Two additional factors in moving healthcare AI governance forward are:
A lack of in-house expertise
The lack of clarity on a standard approach to healthcare AI
Lack of in-house expertise
I’ve met literally hundreds of smart, motivated physicians who are taking coding classes after long days in clinic to educate themselves about AI. They and the hard-working CMIOs and CMOs will lead the way for clinical AI use and implementation. Still, the number of physicians who are knowledgeable about AI is much lower than it needs to be, and the same is true of leaders throughout the hospital including nursing, allied health, and administration. As long as AI is a black box, the default for moving forward will be inertia.
Lack of clarity for a standard approach to healthcare AI
Thus far, there’s no government body or respected organization that has produced sample policies for AI, or even a set of recommendations or guidelines.
The good news is that smart people are thinking about this.
The Center for Healthcare AI and others have been way ahead of the curve in healthcare AI governance, thinking through these issues in the dark ages of the 2010s, and they proposed a healthcare AI model card back in 2020.
In March of this year, they joined with Microsoft to create the Trustworthy and Responsible AI Network, or TRAIN. Its members include Stanford, UCHealth, Boston Children’s, MGH, Hopkins, Mayo, and other big healthcare systems. Their industry partners other than Microsoft are Amazon, CVS Health, and Google.
Their goal is to:
“Develop “guidelines and guardrails” to drive high-quality health care by promoting the adoption of credible, fair and transparent health AI systems.”
Their approach is to:
Identify areas of interest and use cases
Develop core principles
Develop evaluation criteria
Produce implementation guides
https://www.coalitionforhealthai.org/our-plan
This is great and important work, but does not lend itself to being particularly fast or responsive to technological innovation.
Similarly, the AI Executive Order gave the Department of Health and Human Services until October 2024 to “create a comprehensive plan for assessing AI before it goes to market, and monitoring performance and quality once the technology is actually in use.” That seems like a fantastic idea and also incredibly hard to do in a detailed, meaningful way. There are working groups about “drugs and devices, research and discovery, critical infrastructure, biosecurity, public health, healthcare and human services, internal operations, and ethics and responsibility”. So only one eighth of this effort (healthcare and human services) is actually focused on patient care.
Interestingly, another Executive Order signed in February 2024 focused on keeping Americans’ sensitive data, including personal health data, out of the hands of “countries of concern that threaten U.S. national security and foreign policy”. It’s safe to say that most health systems have not considered threats to US national security while creating their data protection policies; the considerations for AI governance policies are becoming simultaneously more technically deep and conceptually broad.
Summary
The Kaiser nurses are right that we need to have a good governance plan for healthcare AI. Though I disagree with much of their message, it’s a positive sign that frontline workers are advocating for safe and effective use of AI in healthcare. One of my favorite parts of being a physician is working with people who all share the common goal of providing excellent care to our patients. Educating ourselves and our colleagues about the best and most ethical ways to use this new technology, and putting policies in place that reflect those values, will ensure that AI is used in a way we can all agree on.

=-=-=-=-=

Your tasks =>
A – From the passage on healthcare AI governance, extract everything from "Interestingly, another Executive" down to "and conceptually broad.".
B – In the passage on healthcare AI governance, why is only one eighth of the Department of Health and Human Services effort described as focused on patient care?

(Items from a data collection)
=-=-=-=-=

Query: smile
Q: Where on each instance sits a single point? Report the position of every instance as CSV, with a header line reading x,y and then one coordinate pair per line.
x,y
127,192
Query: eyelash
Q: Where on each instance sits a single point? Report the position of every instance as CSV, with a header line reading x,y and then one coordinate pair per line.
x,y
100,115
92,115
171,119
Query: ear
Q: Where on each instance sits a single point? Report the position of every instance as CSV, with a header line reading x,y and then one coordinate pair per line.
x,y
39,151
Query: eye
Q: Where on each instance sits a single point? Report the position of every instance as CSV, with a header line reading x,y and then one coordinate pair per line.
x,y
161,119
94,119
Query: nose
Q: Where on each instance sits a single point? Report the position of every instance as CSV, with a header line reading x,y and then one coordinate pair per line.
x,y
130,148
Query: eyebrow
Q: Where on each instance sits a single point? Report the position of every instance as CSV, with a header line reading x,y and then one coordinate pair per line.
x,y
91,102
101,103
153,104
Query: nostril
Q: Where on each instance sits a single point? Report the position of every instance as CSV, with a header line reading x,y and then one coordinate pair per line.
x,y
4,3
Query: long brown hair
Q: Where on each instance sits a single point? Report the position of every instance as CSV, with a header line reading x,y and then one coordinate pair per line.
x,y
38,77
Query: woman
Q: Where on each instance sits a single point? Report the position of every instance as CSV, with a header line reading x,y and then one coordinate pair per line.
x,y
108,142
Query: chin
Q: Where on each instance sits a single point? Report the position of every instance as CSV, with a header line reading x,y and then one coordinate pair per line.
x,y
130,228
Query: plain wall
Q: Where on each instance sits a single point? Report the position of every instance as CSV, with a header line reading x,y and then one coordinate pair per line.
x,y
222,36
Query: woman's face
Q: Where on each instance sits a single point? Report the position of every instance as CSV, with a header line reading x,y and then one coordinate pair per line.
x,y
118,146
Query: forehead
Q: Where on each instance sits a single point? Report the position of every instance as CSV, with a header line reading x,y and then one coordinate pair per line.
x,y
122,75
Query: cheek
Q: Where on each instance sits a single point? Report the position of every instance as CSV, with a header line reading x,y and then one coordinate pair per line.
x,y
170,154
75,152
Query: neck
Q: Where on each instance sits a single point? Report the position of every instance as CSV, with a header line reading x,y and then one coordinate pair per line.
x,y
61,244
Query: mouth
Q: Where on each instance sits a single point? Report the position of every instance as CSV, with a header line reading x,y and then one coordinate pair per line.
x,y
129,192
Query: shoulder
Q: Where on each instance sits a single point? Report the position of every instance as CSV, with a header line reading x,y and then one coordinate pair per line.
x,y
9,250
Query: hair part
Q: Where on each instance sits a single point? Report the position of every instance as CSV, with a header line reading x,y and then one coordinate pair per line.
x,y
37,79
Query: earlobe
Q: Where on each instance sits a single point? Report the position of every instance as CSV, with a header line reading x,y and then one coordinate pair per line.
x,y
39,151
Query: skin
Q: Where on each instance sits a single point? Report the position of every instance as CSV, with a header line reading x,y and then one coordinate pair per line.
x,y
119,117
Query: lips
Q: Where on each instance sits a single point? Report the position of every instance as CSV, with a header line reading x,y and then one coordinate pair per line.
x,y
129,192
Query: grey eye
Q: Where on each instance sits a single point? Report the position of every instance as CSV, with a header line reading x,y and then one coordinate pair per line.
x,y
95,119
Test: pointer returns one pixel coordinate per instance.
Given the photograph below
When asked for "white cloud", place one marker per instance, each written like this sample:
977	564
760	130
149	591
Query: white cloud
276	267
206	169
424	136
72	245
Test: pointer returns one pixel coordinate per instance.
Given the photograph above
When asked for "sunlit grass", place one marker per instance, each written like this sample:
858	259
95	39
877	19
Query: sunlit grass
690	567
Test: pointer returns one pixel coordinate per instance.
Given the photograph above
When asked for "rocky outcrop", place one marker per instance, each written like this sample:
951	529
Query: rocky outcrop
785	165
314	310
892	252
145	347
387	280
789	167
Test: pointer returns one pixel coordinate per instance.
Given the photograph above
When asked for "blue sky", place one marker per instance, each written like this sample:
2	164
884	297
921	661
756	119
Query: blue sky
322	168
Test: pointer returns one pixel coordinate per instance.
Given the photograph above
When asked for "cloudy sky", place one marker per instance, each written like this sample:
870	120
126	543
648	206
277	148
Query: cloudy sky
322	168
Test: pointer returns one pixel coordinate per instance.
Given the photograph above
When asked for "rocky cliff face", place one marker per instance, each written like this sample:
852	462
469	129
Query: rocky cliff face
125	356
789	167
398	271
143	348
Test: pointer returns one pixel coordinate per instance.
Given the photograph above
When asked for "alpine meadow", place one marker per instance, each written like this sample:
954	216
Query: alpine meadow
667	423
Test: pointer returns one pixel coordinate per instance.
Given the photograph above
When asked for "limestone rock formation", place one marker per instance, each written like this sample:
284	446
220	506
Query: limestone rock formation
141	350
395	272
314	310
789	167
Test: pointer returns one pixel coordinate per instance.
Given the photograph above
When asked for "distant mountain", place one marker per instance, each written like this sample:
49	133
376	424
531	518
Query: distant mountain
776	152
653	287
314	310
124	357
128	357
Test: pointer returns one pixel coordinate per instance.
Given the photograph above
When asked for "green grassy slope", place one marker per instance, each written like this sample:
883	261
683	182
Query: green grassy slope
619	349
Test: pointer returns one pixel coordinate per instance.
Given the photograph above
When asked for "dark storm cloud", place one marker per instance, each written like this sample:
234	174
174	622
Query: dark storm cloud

=-=-=-=-=

Problem solutions =>
A –
Interestingly, another Executive Order signed in February 2024 focused on keeping Americans’ sensitive data, including personal health data, out of the hands of “countries of concern that threaten U.S. national security and foreign policy”. It’s safe to say that most health systems have not considered threats to US national security while creating their data protection policies; the considerations for AI governance policies are becoming simultaneously more technically deep and conceptually broad.

B – The effort is split into eight working groups: drugs and devices, research and discovery, critical infrastructure, biosecurity, public health, healthcare and human services, internal operations, and ethics and responsibility. Of these, only healthcare and human services is actually focused on patient care.